• **Short task 1**
In the forum thread, update the part that opens with the words containing "Thanks in advance." and closes with "dump is saved.", putting "Automatic Server Recovery" in place of "ASR".
• **Short task 2**
According to the forum thread, what did Aaron Firouz find in the IML log?

• **Source document**
I'm really all out of ideas. The servers are connected to UPSes, and on a separate circuit from everything else. Some also have redundant PSUs, so that's not the case. Any suggestions you have would be MUCH appreciated.

Thanks in advance.

13 REPLIES
Prashant (I am Back)
Honored Contributor

Re: ML370 W2K3 Random Reboots

Hi,

In such cases since you are not getting dump.
Two thing we can do.
1) check for IML logs any error.
2) isable ASR on server. Since this the feature of proliant server if server stop responding then ASR is trigered on server. that leads to reboot so inthat case no dump is saved.

For RCA we need to think more on such kind of things.

Regards,
Prashant S.
Nothing is impossible
Aaron Firouz
Occasional Advisor

Re: ML370 W2K3 Random Reboots

Prashant,
I appreciate your advice. The IML log shows nothing at all. I did disable ASR on one of the servers, so now I'll wait and see what happens. Thanks.

[Data listing]

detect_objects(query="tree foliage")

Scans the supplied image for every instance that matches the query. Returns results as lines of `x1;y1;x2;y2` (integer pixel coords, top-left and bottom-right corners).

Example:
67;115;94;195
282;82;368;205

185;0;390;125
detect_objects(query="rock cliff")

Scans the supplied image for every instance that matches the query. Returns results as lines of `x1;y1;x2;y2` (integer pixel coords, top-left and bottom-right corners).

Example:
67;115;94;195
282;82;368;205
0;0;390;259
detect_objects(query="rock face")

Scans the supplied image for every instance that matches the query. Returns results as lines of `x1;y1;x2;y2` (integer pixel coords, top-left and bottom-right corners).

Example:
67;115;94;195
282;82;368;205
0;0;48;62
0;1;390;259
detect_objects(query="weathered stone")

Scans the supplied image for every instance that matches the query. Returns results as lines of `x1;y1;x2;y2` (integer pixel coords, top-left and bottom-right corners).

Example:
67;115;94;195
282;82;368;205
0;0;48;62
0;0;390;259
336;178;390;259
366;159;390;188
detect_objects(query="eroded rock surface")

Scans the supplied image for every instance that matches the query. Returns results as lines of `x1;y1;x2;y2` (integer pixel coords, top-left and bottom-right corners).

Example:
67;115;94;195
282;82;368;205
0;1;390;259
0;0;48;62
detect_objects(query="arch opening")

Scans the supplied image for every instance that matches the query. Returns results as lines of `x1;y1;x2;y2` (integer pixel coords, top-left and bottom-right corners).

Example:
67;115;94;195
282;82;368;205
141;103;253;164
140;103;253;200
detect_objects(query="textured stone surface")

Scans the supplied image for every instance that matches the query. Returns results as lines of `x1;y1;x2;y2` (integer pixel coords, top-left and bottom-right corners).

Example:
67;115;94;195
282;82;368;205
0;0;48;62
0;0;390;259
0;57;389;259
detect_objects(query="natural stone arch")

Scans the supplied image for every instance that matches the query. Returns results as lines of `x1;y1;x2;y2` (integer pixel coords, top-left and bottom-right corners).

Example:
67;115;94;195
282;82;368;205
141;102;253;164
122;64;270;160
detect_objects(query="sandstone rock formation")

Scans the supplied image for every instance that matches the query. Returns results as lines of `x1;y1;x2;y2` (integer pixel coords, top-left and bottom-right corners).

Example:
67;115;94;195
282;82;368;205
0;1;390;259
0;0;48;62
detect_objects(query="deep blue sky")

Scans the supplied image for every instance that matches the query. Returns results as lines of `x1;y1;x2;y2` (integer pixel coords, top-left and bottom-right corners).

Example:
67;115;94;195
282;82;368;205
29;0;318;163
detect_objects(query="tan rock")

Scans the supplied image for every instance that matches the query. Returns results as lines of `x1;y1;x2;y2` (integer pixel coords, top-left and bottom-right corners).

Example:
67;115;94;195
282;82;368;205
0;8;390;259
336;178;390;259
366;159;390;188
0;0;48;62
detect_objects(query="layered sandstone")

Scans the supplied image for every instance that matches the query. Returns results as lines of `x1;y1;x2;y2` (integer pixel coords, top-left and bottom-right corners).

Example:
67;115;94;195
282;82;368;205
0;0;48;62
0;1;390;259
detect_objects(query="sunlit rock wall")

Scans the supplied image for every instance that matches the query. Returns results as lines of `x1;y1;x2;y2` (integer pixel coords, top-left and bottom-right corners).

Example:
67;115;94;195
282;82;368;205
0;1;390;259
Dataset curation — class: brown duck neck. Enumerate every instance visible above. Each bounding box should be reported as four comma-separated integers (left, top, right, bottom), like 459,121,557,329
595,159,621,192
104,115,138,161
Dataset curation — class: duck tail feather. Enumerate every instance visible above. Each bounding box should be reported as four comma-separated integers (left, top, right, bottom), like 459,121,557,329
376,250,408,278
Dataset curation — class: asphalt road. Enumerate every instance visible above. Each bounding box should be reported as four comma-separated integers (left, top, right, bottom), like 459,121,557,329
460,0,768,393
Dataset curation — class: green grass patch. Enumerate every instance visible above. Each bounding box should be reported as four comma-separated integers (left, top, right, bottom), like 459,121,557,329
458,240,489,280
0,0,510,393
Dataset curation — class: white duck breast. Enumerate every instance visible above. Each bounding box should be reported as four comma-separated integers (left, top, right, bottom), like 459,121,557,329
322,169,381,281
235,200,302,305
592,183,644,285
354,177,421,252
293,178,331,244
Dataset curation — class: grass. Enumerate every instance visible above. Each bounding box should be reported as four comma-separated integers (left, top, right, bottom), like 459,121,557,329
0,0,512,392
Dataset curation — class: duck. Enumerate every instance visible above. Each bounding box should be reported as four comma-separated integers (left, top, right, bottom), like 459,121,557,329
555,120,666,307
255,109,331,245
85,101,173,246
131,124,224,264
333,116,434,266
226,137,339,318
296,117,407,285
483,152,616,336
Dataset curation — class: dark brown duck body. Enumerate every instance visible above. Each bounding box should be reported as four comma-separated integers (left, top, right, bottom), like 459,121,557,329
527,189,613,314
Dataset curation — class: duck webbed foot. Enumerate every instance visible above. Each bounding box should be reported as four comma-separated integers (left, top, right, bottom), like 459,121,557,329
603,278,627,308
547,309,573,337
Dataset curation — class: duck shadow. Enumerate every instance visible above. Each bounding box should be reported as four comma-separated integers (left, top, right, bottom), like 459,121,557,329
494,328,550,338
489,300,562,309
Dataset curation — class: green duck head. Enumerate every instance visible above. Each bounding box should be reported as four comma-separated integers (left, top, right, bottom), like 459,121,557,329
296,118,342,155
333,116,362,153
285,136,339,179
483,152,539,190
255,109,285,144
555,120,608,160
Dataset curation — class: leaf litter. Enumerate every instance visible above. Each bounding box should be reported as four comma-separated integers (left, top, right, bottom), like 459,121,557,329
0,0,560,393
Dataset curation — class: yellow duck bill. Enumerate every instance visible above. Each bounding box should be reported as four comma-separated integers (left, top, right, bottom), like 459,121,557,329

• **Answer 1**
Thanks in advance.

13 REPLIES
Prashant (I am Back)
Honored Contributor

Re: ML370 W2K3 Random Reboots

Hi,

In such cases since you are not getting dump.
Two thing we can do.
1) check for IML logs any error.
2) isable Automatic Server Recovery on server. Since this the feature of proliant server if server stop responding then Automatic Server Recovery is trigered on server. that leads to reboot so inthat case no dump is saved.

• **Answer 2**
The IML log showed nothing at all.